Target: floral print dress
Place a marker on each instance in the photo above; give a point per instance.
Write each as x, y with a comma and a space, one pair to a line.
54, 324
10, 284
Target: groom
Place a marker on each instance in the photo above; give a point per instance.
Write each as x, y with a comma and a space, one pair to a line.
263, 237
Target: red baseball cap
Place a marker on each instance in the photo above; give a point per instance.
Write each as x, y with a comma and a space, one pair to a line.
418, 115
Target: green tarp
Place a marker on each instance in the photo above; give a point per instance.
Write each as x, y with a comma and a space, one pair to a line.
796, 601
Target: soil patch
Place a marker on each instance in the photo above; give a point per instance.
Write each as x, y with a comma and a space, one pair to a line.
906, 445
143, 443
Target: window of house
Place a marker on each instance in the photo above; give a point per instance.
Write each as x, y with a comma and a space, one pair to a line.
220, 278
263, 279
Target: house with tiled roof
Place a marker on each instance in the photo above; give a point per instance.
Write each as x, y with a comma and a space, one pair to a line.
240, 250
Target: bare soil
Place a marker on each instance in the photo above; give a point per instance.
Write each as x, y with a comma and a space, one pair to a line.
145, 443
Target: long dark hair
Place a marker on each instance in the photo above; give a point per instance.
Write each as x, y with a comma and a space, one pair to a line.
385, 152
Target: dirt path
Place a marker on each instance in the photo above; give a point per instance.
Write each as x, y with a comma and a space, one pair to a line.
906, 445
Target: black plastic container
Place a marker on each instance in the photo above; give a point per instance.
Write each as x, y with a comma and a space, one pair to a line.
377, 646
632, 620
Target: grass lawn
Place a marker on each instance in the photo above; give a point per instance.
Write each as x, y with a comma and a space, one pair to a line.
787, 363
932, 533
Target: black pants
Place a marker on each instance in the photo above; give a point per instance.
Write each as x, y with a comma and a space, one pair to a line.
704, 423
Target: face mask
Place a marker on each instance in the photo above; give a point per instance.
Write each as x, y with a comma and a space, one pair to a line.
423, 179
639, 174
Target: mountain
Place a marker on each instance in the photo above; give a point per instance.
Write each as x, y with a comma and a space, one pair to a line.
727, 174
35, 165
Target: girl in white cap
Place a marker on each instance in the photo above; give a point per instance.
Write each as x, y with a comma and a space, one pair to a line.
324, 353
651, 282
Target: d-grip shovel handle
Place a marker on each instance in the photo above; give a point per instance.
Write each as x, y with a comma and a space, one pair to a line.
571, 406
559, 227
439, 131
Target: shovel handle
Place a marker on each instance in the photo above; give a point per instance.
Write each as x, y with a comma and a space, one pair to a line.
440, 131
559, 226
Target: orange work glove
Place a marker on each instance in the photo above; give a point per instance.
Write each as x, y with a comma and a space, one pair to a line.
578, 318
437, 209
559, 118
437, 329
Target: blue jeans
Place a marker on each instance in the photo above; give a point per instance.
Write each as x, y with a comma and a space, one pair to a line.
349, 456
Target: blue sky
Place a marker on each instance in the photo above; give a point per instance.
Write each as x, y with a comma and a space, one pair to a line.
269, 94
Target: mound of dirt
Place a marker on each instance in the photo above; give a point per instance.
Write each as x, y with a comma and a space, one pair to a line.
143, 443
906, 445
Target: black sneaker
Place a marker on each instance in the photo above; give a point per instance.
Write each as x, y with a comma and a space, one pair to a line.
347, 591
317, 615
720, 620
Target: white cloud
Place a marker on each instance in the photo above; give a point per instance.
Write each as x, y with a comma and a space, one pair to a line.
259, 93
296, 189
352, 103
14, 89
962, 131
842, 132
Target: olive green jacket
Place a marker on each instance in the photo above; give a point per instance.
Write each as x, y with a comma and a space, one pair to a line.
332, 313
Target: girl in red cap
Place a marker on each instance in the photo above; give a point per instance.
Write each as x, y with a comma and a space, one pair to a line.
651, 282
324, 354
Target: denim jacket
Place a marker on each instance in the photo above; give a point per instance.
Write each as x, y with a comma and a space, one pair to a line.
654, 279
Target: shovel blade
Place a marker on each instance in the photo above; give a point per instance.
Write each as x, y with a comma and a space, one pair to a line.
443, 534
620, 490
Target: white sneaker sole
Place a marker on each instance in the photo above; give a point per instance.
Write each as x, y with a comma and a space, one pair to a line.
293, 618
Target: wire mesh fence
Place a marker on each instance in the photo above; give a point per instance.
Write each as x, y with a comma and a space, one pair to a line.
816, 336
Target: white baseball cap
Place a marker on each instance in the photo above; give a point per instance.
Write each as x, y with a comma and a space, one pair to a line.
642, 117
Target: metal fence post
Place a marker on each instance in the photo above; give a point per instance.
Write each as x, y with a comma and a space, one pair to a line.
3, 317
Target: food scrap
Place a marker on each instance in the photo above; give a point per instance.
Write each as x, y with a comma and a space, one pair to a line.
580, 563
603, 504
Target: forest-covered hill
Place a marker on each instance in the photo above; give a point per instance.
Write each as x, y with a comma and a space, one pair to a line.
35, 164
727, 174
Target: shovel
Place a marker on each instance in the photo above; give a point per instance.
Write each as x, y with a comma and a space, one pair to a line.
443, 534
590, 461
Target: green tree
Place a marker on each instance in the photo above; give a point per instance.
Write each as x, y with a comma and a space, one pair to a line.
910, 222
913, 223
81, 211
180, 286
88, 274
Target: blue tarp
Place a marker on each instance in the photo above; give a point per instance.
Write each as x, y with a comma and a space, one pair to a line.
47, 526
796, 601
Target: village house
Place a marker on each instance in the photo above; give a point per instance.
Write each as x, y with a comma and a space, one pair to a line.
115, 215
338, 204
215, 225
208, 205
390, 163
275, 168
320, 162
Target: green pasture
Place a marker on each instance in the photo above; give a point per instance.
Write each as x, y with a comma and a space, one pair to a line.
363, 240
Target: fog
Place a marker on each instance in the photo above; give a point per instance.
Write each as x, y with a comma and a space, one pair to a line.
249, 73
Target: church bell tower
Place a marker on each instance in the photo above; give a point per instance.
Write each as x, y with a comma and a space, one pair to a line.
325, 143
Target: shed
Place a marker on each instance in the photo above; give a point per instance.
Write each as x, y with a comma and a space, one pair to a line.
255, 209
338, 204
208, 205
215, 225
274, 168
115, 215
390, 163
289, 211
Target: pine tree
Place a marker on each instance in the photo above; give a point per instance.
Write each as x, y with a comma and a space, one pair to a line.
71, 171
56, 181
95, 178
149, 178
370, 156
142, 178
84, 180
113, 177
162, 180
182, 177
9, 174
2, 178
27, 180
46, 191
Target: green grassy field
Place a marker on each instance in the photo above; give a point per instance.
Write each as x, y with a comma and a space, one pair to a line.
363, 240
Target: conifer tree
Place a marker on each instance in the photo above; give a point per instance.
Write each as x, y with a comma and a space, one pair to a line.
+++
* _STATED EXERCISE_: Output the entries verbatim.

* _WRITTEN SOLUTION_:
Target: floral print dress
Place a marker on each instance in the photo above; give a point per instance.
Write each as x, y with a comma and a space, one pair to a line.
54, 324
10, 284
Target: groom
Place a marker on each instance in the photo above; give a point per instance.
Write each as x, y with a comma and a space, one pair to a line.
263, 237
Target: red baseball cap
Place a marker on each instance in the photo above; give a point per instance.
Write each as x, y with a comma and a space, one pair to a line.
418, 115
Target: green tarp
Place a marker on each instance in the photo above; give a point per instance.
Write each as x, y with a comma and a space, one pair to a line.
796, 601
Target: soil patch
Place a marker on each instance in the photo above; give a point per instance.
Write each as x, y with a comma and a space, one pair to a line.
906, 445
143, 443
Target: window of house
Place a marker on each instance in the photo above; give a point per instance.
Write each as x, y with a comma and a space, one pair to a line.
220, 278
263, 279
Target: house with tiled roof
Place a marker on each instance in the photo above; give a point per instance.
Write each as x, y with a comma and a space, one pair to a line.
240, 250
Target: bare soil
Place a marker on each instance in the photo above; give a point per instance.
Write each as x, y with a comma and a space, one pair to a line.
145, 443
Target: long dark hair
Place a marker on each instance in the photo above; give a point per instance.
Write each as x, y with a comma and a space, one pair to a line.
385, 152
Target: dirt path
Place a marker on each instance in the photo above; give a point per instance.
Write each as x, y with a comma and a space, one pair to a line.
906, 445
Target: black plastic container
Place a marker on each instance in the photo above; give a point per instance.
Write each as x, y with a comma and a space, one pair to a line.
377, 646
632, 620
Target: grass lawn
Place a marker on each instance in the photo above; give a point per instance.
Write each as x, y with a comma and a space, one pair to a line.
787, 363
932, 533
Target: black pants
Place a marker on each instance in the photo above; give a point per instance.
Write each as x, y with a comma and a space, one pair to a line.
704, 423
Target: face mask
Place a marker on each instance in the photo above; give a point per instance.
Write each as x, y with a comma and a space, one pair to a line.
423, 179
639, 174
Target: mountain
Place a marker on each instance in the photo above; give a point per instance.
Write each as x, y with a comma and a space, one pair to a line.
727, 174
35, 165
Target: girl in white cap
Place a marker on each instance in the photo above; give a point per instance.
Write each as x, y with a comma and a space, one pair to a line.
324, 353
651, 282
Target: d-grip shovel handle
Place a marker on each instance in the photo above; give a point per instance.
Write each as x, y with a comma and a space, one pair to a line.
571, 406
559, 227
439, 131
Target: shovel handle
Place a marker on each instance in the photo above; give a point per instance.
Write each as x, y with a comma and a space, one pair to a line.
440, 131
559, 226
Target: orange work glove
Place a marker on each instance in the photo above; give a point per instance.
Write each as x, y with a comma and a space, one pair to a line.
578, 318
437, 209
559, 118
437, 329
Target: blue jeans
Place a marker on each instance in the photo above; give a point per instance.
Write each as x, y with a comma and a space, one pair to a line.
349, 456
Target: blue sky
Place a marker on each instance in the photo above; give a point per instance.
Write each as x, y with a comma and a space, one pair to a line.
269, 94
Target: mound of dirt
Place a marker on each instance in the photo above; give a point per instance.
Write each as x, y with a comma and a space, one pair to a line.
143, 443
906, 445
Target: black sneaker
Place a marker on each instance in the photo above; give a point per instance.
Write each as x, y with a comma and a space, one pair to a line.
347, 591
317, 615
720, 620
Target: white cloud
Place a marker on each instance in the photo above; give a point per instance.
Write each as x, y with a comma and a space, one pair to a line.
259, 93
296, 189
352, 103
14, 89
962, 131
842, 132
Target: olive green jacket
Place a marker on each instance in the photo above; give a point per instance.
Write each as x, y with a comma and a space, one pair to a line.
332, 313
Target: girl in red cap
Place a marker on each instance in the photo above; give a point per instance.
Write each as x, y with a comma and a space, one pair to a line.
651, 282
324, 354
Target: denim jacket
Place a marker on each instance in the photo above; give a point per instance.
Write each as x, y with a comma and a space, one pair to a line.
654, 279
Target: shovel blade
Place a marker on each instance in the photo above; give a point per instance.
Write each as x, y with a comma and a space, one pair to a line.
443, 534
620, 490
Target: white sneaker sole
Place a marker on each instance in the photo above; give a point per instance.
Write each as x, y with a comma and a space, one pair to a line.
293, 618
Target: wire mesh fence
Place a marker on each instance in the photo above; give a point per instance.
Write each as x, y with a comma and a space, one pair to a line.
816, 336
Target: white baseball cap
Place a marker on each instance in the photo above; give a point per instance.
Write each as x, y with a comma and a space, one pair to a line.
642, 117
Target: metal fence post
Place a marker on each instance in the photo above; give a point per instance.
Write each as x, y with a comma and a space, one pair to a line.
3, 317
Target: food scrap
Place a marker on each instance in the photo above; give a point per instance.
Write each as x, y with a comma and a space, one pair to a line.
580, 563
603, 504
Target: forest-covered hill
Place a marker on each instance in the photo above; give a point per instance.
Write each as x, y with a comma and a space, one pair to a line.
35, 164
727, 174
Target: shovel
Place a marker on each instance in the photo above; give a point per instance.
Write each as x, y with a comma and a space, one pair to a line.
443, 534
590, 461
Target: green tree
Place a marker on each instance in the photo above; give a point per instance.
Write each as x, y with a comma and a space, one pair to a line.
910, 222
913, 223
81, 211
180, 286
88, 274
Target: blue tarp
Place a marker on each instance in the photo above; give a point per instance.
Write each as x, y with a comma and a space, one pair to a line.
47, 526
796, 601
Target: village house
Place a marker on each instance in the photo above; give a point per instance.
Write each as x, y with a comma and a space, one pair to a line.
115, 215
338, 204
215, 225
208, 205
390, 163
275, 168
320, 162
Target: green pasture
Place a marker on each instance in the photo above; give a point per instance.
Write each as x, y with a comma and a space, one pair to a line.
363, 240
Target: fog
Place a marker on each instance in the photo above; give a point per instance.
Write each as x, y with a comma and a space, one pair to a line.
249, 73
Target: church bell tower
Place a marker on each instance in the photo above; give a point per instance.
Write each as x, y with a comma and a space, one pair to a line.
325, 143
Target: shed
Place a marker on each instance in the photo above; give a point per instance.
Write each as x, y with a comma and a space, one pair to a line.
255, 209
338, 204
208, 205
215, 225
274, 168
115, 215
390, 163
289, 211
Target: pine tree
Place a marker on each instance in the photo above; give a point per instance.
Write each as x, y with a comma and a space, one pair to a line.
71, 171
56, 181
95, 178
149, 178
370, 156
142, 178
84, 180
113, 177
162, 180
182, 177
9, 174
2, 178
27, 180
46, 191
Target: green grassy field
Place a marker on each instance in the photo above; give a point per instance.
Write each as x, y with a comma and a space, one pair to a line.
363, 240
Target: conifer tree
Place a marker on each instance in the photo above; give a point per instance.
Write each as x, y with a comma and a space, one pair to a line.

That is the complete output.